→ **What the task requires**:
Would you write out each line of the material below exactly, skipping every picture?

→ **Records to use**:

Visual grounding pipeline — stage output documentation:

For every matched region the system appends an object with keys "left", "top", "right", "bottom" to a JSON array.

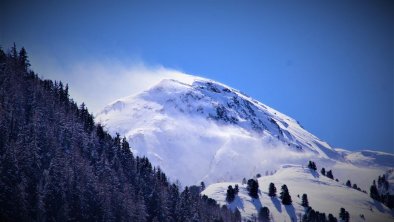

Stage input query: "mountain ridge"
[{"left": 96, "top": 75, "right": 389, "bottom": 186}]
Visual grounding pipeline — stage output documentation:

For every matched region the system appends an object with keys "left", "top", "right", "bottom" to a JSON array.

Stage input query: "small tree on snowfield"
[
  {"left": 226, "top": 185, "right": 235, "bottom": 202},
  {"left": 234, "top": 184, "right": 239, "bottom": 195},
  {"left": 308, "top": 161, "right": 317, "bottom": 171},
  {"left": 268, "top": 183, "right": 276, "bottom": 197},
  {"left": 258, "top": 206, "right": 270, "bottom": 222},
  {"left": 301, "top": 193, "right": 309, "bottom": 207},
  {"left": 346, "top": 180, "right": 351, "bottom": 187},
  {"left": 328, "top": 213, "right": 338, "bottom": 222},
  {"left": 326, "top": 170, "right": 334, "bottom": 179},
  {"left": 247, "top": 179, "right": 259, "bottom": 198},
  {"left": 321, "top": 168, "right": 326, "bottom": 176},
  {"left": 279, "top": 184, "right": 292, "bottom": 205},
  {"left": 339, "top": 208, "right": 350, "bottom": 222},
  {"left": 200, "top": 181, "right": 206, "bottom": 191}
]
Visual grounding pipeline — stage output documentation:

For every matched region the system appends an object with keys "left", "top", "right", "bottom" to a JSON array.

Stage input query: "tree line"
[{"left": 0, "top": 45, "right": 241, "bottom": 222}]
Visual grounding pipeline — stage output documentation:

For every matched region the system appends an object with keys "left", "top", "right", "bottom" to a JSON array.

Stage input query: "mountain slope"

→ **Output of the task**:
Visual grounding pipeline — stage output documentation:

For every matched region the system appends an object with keys "left", "top", "right", "bottom" to a JSON array.


Stage input query: "mountain ridge"
[{"left": 96, "top": 75, "right": 389, "bottom": 186}]
Visual grounding pipeline — stage output documentation:

For every matched region the system appends an object with keys "left", "top", "right", "bottom" to a JSON array.

Stage input query: "small tree on snowfield"
[
  {"left": 226, "top": 185, "right": 235, "bottom": 202},
  {"left": 234, "top": 184, "right": 239, "bottom": 195},
  {"left": 308, "top": 161, "right": 317, "bottom": 171},
  {"left": 268, "top": 183, "right": 276, "bottom": 197},
  {"left": 258, "top": 206, "right": 270, "bottom": 222},
  {"left": 301, "top": 193, "right": 309, "bottom": 207},
  {"left": 346, "top": 180, "right": 351, "bottom": 187},
  {"left": 328, "top": 213, "right": 338, "bottom": 222},
  {"left": 326, "top": 170, "right": 334, "bottom": 179},
  {"left": 247, "top": 179, "right": 259, "bottom": 198},
  {"left": 321, "top": 168, "right": 326, "bottom": 176},
  {"left": 279, "top": 184, "right": 292, "bottom": 205},
  {"left": 339, "top": 208, "right": 350, "bottom": 222},
  {"left": 200, "top": 181, "right": 206, "bottom": 191}
]
Visual grounding pipeline — stage output documentation:

For every matched region the system appends an object with keys "left", "top", "right", "bottom" to a JSON array.

Stage input query: "tree line"
[{"left": 0, "top": 45, "right": 241, "bottom": 222}]
Visual grounding pipeline — stage output documentation:

For every matched region the system appends an object with keys "left", "top", "right", "bottom" to a JSON array.

Stage input query: "mountain slope"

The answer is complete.